··· SUPPLIED RECORDS

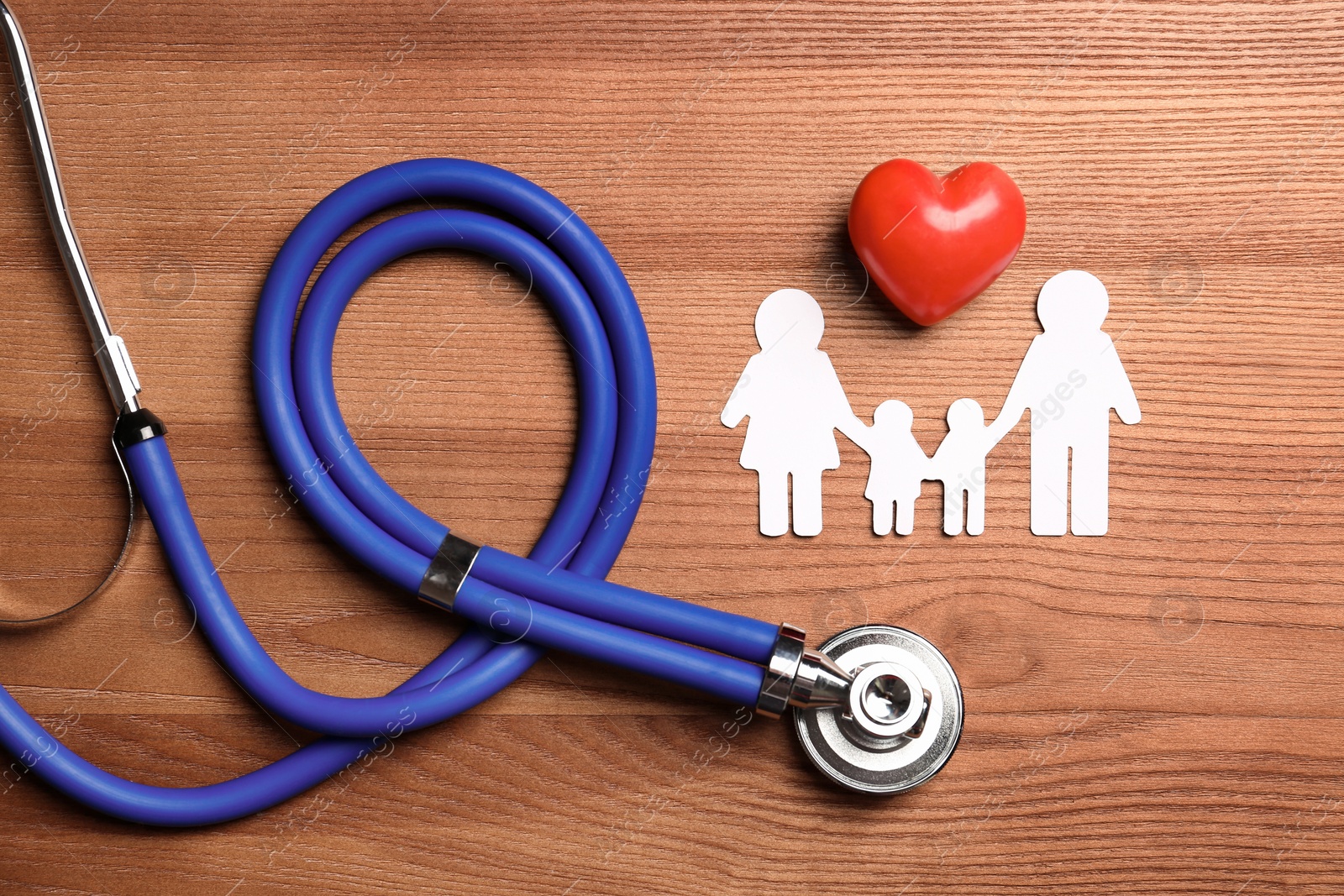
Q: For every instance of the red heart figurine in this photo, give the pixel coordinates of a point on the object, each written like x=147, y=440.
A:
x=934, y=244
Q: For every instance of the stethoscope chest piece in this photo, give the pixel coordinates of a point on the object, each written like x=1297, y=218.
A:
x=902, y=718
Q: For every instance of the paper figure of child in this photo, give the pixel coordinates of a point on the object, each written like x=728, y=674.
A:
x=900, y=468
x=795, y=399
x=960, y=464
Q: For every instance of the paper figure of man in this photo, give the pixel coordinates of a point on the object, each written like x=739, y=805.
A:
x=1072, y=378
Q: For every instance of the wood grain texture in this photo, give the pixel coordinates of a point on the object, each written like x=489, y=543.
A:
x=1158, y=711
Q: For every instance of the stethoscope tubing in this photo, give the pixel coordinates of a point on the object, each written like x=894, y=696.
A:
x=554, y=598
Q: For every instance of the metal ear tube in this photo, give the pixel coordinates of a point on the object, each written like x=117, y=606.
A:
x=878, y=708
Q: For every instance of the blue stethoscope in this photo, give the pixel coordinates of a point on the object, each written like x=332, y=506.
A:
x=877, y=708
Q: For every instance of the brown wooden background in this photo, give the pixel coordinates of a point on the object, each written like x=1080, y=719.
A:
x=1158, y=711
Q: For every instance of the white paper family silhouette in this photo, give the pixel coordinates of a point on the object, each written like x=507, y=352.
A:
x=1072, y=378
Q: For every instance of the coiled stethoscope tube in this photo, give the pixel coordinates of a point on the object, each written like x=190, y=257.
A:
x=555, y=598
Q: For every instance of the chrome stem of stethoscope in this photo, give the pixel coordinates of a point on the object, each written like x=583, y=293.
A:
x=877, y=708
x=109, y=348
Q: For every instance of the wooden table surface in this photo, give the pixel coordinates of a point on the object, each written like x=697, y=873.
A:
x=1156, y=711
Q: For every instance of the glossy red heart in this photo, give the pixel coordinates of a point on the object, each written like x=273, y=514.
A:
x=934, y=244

······

- EXERCISE OBJECTIVE
Rewrite the listing above with every "pixel coordinates" changed to "image coordinates" and all else left as it stands, omitting the pictures.

- SOLUTION BELOW
Q: For every instance of the red heart figurine in this photo, give the image coordinates of a point on the object, each written like x=147, y=440.
A:
x=934, y=244
Q: For every instance of the stethoscope chest piece in this photo, give the image coordinates of a point on the object, each written like x=1297, y=218.
A:
x=902, y=718
Q: For every instance of the paper figure of child in this photo, give the image coordinates of a point on the object, each written like x=728, y=674.
A:
x=900, y=468
x=795, y=399
x=960, y=464
Q: For every instance of the paper figure of man in this photo, give the image coordinates of a point on the object, each written like x=739, y=805.
A:
x=1072, y=378
Q: For every instance of the wood grain texture in this photo, give the image coordinates of a point on the object, each written like x=489, y=543.
A:
x=1158, y=711
Q: For every instance of the stethoscope tubing in this photo, give the image coordinates of a point on the object, each written like x=894, y=696.
A:
x=554, y=598
Q: For every instance of the metal ear tube in this photo, give the image coordinates of a point on the object, each written like x=117, y=606.
A:
x=878, y=708
Q: For every instance of the blue stethoscope in this photo, give the image coordinates of a point on the object, each written like x=332, y=506.
A:
x=877, y=708
Q: For every instance of the brown wooden background in this photo, give the image coordinates of a point on the object, each written like x=1080, y=719.
A:
x=1158, y=711
Q: For every instance of the white paper family silhouette in this photo, give the image coordinates of a point on the object, each written like x=507, y=352.
A:
x=1072, y=378
Q: For every instance of the coiled stethoscope tube in this photo, give the image coordinates of a point on the object, each written like x=190, y=257.
A:
x=555, y=598
Q: For every instance of the chrome stem of stethoscope in this photo, give the image coordinates of a point on the object, each written like x=583, y=293.
A:
x=877, y=708
x=109, y=348
Q: For every instance of the wooden table surface in this photo, give the image coordinates of a point on the object, each written like x=697, y=873.
A:
x=1156, y=711
Q: For every instance of the glossy red heart in this photo, give the image coordinates of a point on the object, each written like x=273, y=514.
A:
x=934, y=244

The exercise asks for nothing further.